◆ ÉNONCÉ A
Pouvez-vous présenter sous forme de liste numérotée les lignes des enregistrements, de celle qui contient "Objective — indicate one point on every instance of the clump" jusqu'à la fin des enregistrements, ces deux bornes comprises ? Omettez les lignes vides.

◆ TEXTE CITÉ
####

Signalons encore le carnet et les lettres de Pierre Couriaut, un commerçant de Baud, que m’avait confiés l’un de ses petits-fils. Il était du même âge que Bleimor dont il avait été le condisciple au séminaire, à Sainte-Anne. Un homme qui présentait aussi beaucoup de similitudes avec Loeiz Herrieu : un Breton de cœur – même s’il affirme clairement son patriotisme français, un abonné à Dihunamb ; un catholique, un homme instruit, marié et père de famille.
Je me trouvais ainsi en situation de comparer, de m’assurer si le comportement de Loeiz était dans la norme ou pas, de chercher les causes d’éventuelles divergences…
Sans parler bien entendu d’autres témoignages, bien connus ceux-là, comme celui de Louis Barthas du côté français ou celui de Remarque du côté allemand. J’ai en effet cherché des situations parallèles, des hommes présentant quelques caractères communs avec Loeiz Herrieu, des hommes mariés, pères de famille ; parmi les soldats français bien sûr, mais aussi parmi les soldats allemands.

####

◆ ENREGISTREMENTS D'ORIGINE
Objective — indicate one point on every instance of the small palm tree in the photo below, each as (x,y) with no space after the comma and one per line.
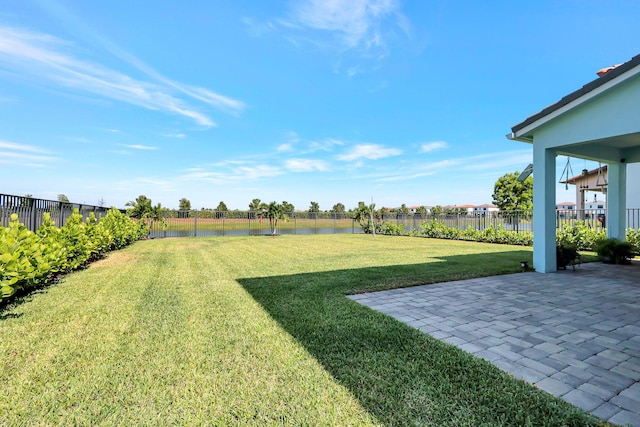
(274,212)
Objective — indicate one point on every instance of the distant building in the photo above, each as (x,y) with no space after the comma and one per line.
(566,206)
(486,208)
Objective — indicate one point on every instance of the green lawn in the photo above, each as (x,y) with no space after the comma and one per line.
(256,331)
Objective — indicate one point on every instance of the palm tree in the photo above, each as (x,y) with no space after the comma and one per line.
(274,212)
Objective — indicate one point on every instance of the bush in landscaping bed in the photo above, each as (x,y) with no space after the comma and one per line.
(614,251)
(29,259)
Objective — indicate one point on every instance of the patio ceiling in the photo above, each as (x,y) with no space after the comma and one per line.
(611,149)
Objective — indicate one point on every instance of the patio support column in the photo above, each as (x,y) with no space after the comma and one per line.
(544,209)
(616,200)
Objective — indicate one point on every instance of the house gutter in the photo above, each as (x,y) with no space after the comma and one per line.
(513,137)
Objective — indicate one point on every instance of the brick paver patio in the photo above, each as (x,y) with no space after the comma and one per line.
(573,334)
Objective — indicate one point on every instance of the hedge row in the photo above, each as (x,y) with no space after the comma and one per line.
(439,230)
(29,259)
(580,236)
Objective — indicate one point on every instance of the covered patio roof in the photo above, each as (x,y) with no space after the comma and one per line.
(599,122)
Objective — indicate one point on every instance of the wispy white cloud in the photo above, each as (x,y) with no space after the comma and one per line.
(139,147)
(326,144)
(369,151)
(499,163)
(432,146)
(20,147)
(237,174)
(283,148)
(354,23)
(23,155)
(46,58)
(306,165)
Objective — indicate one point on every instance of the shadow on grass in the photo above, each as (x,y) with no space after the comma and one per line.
(400,375)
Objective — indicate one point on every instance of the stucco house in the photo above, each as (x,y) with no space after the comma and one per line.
(597,122)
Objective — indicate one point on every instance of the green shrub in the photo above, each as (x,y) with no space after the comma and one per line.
(633,237)
(614,251)
(391,229)
(29,259)
(580,236)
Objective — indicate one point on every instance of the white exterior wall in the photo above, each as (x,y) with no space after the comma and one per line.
(633,186)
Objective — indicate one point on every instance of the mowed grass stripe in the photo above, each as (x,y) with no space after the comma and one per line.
(256,331)
(163,337)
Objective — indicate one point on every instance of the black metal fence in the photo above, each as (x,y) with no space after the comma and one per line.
(228,223)
(31,210)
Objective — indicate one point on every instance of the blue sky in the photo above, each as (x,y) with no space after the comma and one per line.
(306,100)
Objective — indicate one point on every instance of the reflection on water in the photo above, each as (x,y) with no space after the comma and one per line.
(253,232)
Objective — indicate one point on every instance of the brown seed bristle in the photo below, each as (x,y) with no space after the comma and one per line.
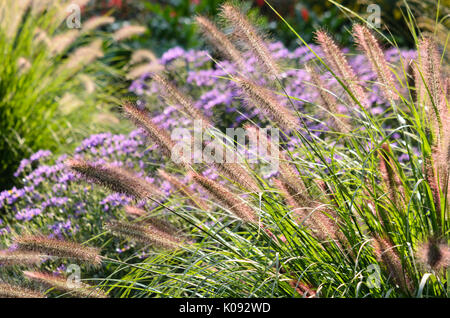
(144,233)
(58,248)
(369,44)
(13,291)
(241,209)
(329,102)
(141,118)
(195,199)
(247,33)
(264,99)
(220,41)
(434,255)
(158,223)
(183,100)
(338,64)
(115,178)
(63,284)
(236,173)
(18,258)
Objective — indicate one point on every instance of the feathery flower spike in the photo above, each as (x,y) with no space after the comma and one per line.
(115,178)
(248,34)
(13,258)
(144,233)
(77,289)
(266,100)
(195,199)
(338,64)
(183,100)
(434,255)
(220,41)
(228,199)
(12,291)
(369,44)
(141,118)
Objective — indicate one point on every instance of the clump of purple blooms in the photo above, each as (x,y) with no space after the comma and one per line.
(216,95)
(52,198)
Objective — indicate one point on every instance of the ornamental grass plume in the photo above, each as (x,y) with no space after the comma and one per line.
(328,101)
(264,99)
(58,248)
(128,31)
(288,174)
(245,32)
(144,233)
(237,174)
(13,291)
(429,79)
(183,188)
(369,44)
(220,41)
(96,22)
(387,254)
(141,118)
(434,255)
(181,99)
(20,258)
(432,179)
(115,178)
(158,223)
(237,206)
(339,65)
(66,285)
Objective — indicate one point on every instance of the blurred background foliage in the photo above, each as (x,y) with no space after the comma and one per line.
(171,22)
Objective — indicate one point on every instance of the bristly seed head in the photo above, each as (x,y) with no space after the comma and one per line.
(434,255)
(369,44)
(224,196)
(12,291)
(141,118)
(145,233)
(247,33)
(77,289)
(339,65)
(220,41)
(266,100)
(115,178)
(181,99)
(58,248)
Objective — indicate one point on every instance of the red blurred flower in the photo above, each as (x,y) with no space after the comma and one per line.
(115,3)
(305,14)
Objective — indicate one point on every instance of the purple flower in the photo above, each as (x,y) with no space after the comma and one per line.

####

◆ ÉNONCÉ B
D'après le texte cité :
(i) Dans quelle localité Pierre Couriaut était-il commerçant ?
(ii) Qui avait confié son carnet et ses lettres ?
(iii) Quel témoignage bien connu est cité du côté allemand ?

◆ CORRIGÉ A
1. Objective — indicate one point on every instance of the clump of purple blooms in the photo above, each as (x,y) with no space after the comma and one per line.
2. (216,95)
3. (52,198)
4. Objective — indicate one point on every instance of the ornamental grass plume in the photo above, each as (x,y) with no space after the comma and one per line.
5. (328,101)
6. (264,99)
7. (58,248)
8. (128,31)
9. (288,174)
10. (245,32)
11. (144,233)
12. (237,174)
13. (13,291)
14. (429,79)
15. (183,188)
16. (369,44)
17. (220,41)
18. (96,22)
19. (387,254)
20. (141,118)
21. (434,255)
22. (181,99)
23. (20,258)
24. (432,179)
25. (115,178)
26. (158,223)
27. (237,206)
28. (339,65)
29. (66,285)
30. Objective — indicate one point on every instance of the blurred background foliage in the photo above, each as (x,y) with no space after the comma and one per line.
31. (171,22)
32. Objective — indicate one point on every instance of the bristly seed head in the photo above, each as (x,y) with no space after the comma and one per line.
33. (434,255)
34. (369,44)
35. (224,196)
36. (12,291)
37. (141,118)
38. (145,233)
39. (247,33)
40. (77,289)
41. (339,65)
42. (220,41)
43. (266,100)
44. (115,178)
45. (181,99)
46. (58,248)
47. Objective — indicate one point on every instance of the red blurred flower in the photo above, each as (x,y) with no space after the comma and one per line.
48. (115,3)
49. (305,14)
50. Objective — indicate one point on every instance of the purple flower in the photo above, each as (x,y) with no space after the comma and one per line.

◆ CORRIGÉ B
(i) À Baud.
(ii) L'un de ses petits-fils.
(iii) Celui de Remarque.